**Tarefas obrigatórias**:
• A. Responda a estas perguntas com base no excerto sobre as suspeitas de corrupção na justiça timorense:
(i) Quantas páginas tinha a carta enviada aos deputados timorenses?
(ii) Em que data fez Xanana a longa exposição ao Parlamento de Timor?
(iii) Que empresa é nomeada na carta dirigida a Passos Coelho?
• B. Prossiga a redação do excerto sobre as suspeitas de corrupção na justiça timorense a partir do ponto em que termina.

O primeiro-ministro timorense, Xanana Gusmão, informou o Parlamento timorense e o Governo português de que estava “preocupado” com “alguns indícios” de corrupção no sistema judicial de Timor Leste, envolvendo magistrados.

Numa carta de 11 páginas que enviou em Outubro aos 65 deputados timorenses, Xanana diz que “interesses privados contactaram o Conselho Superior da Magistratura no sentido de influenciar a nomeação de juízes” nos litígios judiciais entre o Estado de Timor e várias companhias petrolíferas internacionais que exploram os recursos do Mar de Timor.

Há dezenas de conflitos deste género nos tribunais timorenses. “O que é mais alarmante”, escreve Xanana na longa exposição que fez ao Parlamento de Timor a 22 de Outubro, “é que o Conselho Superior da Magistratura não informou o Estado desses contactos impróprios”. Estas preocupações, conclui o antigo líder guerrilheiro da resistência, “exigem uma investigação urgente”.

O PÚBLICO sabe que, uns dias depois, Xanana escreveu ao seu homólogo português, Pedro Passos Coelho, e que nessa carta não só aborda também o tema da corrupção como vai mais longe. Na missiva a Passos Coelho, Xanana nomeia a ConocoPhillips – um gigante norte-americano de exploração de minerais que Timor Leste processou por não ter pago milhões de euros de impostos petrolíferos – e acusa a empresa de ter contactado magistrados dos tribunais de Díli. Diz também que tem provas desses contactos. O primeiro-ministro timorense não se refere ao conteúdo desses alegados contactos, descrevendo-os apenas como “inadmissíveis”.

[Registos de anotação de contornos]
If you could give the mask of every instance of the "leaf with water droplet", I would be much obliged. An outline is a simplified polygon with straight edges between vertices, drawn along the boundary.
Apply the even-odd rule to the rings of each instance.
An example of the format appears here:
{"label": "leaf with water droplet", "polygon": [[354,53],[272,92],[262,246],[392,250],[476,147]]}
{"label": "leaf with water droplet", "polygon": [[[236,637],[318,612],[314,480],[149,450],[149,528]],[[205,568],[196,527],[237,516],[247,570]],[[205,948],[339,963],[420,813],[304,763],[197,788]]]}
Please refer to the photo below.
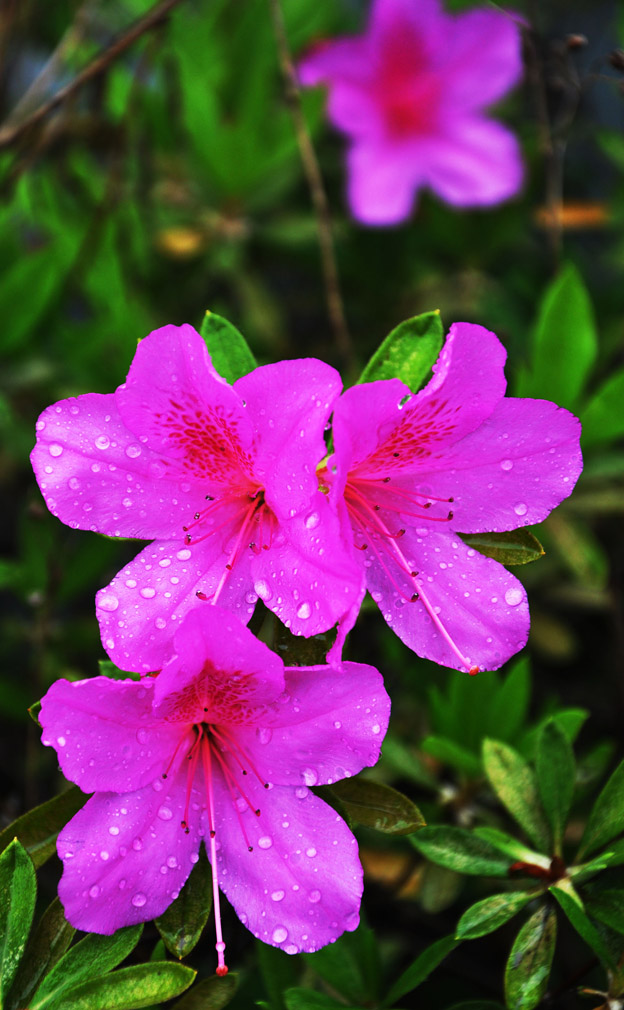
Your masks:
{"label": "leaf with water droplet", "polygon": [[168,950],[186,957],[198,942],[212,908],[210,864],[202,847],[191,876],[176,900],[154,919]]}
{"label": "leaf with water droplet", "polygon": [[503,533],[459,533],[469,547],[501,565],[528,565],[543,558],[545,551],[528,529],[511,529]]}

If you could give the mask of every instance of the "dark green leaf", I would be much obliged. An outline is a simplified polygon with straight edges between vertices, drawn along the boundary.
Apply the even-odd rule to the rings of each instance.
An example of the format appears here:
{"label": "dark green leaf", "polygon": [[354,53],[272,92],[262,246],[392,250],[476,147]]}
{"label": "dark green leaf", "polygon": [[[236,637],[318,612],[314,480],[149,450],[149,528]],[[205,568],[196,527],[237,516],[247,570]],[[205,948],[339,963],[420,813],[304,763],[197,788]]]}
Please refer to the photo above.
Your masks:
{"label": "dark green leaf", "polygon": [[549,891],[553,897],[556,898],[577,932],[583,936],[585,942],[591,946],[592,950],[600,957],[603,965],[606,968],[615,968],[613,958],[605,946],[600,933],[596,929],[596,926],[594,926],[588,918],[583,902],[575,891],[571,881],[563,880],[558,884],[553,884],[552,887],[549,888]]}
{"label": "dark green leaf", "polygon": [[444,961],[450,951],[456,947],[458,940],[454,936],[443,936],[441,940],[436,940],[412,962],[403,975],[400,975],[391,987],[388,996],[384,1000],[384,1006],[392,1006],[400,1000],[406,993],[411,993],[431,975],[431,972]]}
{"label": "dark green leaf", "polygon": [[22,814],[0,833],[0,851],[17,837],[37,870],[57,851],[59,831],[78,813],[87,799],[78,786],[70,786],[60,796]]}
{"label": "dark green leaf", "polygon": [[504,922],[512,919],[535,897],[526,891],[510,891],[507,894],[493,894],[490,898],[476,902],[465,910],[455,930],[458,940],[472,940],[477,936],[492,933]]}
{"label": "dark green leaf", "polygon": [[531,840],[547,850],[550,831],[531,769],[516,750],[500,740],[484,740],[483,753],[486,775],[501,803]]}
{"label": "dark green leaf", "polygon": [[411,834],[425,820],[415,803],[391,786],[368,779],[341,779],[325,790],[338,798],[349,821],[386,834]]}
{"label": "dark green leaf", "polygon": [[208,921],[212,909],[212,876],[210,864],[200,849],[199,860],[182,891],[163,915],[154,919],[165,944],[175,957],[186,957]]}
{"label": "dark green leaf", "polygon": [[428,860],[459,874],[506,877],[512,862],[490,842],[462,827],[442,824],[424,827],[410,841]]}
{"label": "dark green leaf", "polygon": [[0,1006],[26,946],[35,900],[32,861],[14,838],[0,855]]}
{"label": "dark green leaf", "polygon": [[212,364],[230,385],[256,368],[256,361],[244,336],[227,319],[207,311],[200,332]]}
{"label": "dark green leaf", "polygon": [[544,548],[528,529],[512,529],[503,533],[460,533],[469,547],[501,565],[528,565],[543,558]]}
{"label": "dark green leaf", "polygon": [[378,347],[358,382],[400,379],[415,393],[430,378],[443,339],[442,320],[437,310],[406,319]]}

**Resultados por tarefa**:
• A.
(i) 11 páginas.
(ii) A 22 de Outubro.
(iii) A ConocoPhillips.

• B.
Em nenhum momento das cartas Xanana se refere expressamente aos magistrados portugueses que trabalham no território e que receberam ordens de expulsão nos dias entre as duas missivas. As críticas são transversais ao sistema judiciário do país e incluem uma lista de dez “erros” dos tribunais e quatro “erros” do Ministério Público. Em documentos oficiais do Governo timorense é também mencionado outro episódio sobre a alegada parcialidade da justiça, a favor das petrolíferas e contra o Estado. Houve um juiz, relata-se, que no Verão passado requereu a escusa de um processo. A petrolífera envolvida no litígio “teve conhecimento dessa escusa na noite desse mesmo dia, uma vez que se referiu em tribunal a esse facto” logo no dia seguinte, enquanto “o Estado apenas foi notificado desse facto” duas semanas mais tardes. Por outro lado, os tribunais não estão a notificar o Estado de todos os requerimentos apresentados pelas petrolíferas, referem também os mesmos documentos.

Na justiça timorense trabalhavam até agora cerca de três dezenas de portugueses, entre juízes, procuradores, oficiais de justiça e outros profissionais. Uma das magistradas expulsas por Dili, a procuradora Glória Alves, afirmou esta sexta-feira, à chegada a Portugal, que nem ela nem os restantes funcionários judiciais portugueses tiveram qualquer interferência nos processos das petrolíferas.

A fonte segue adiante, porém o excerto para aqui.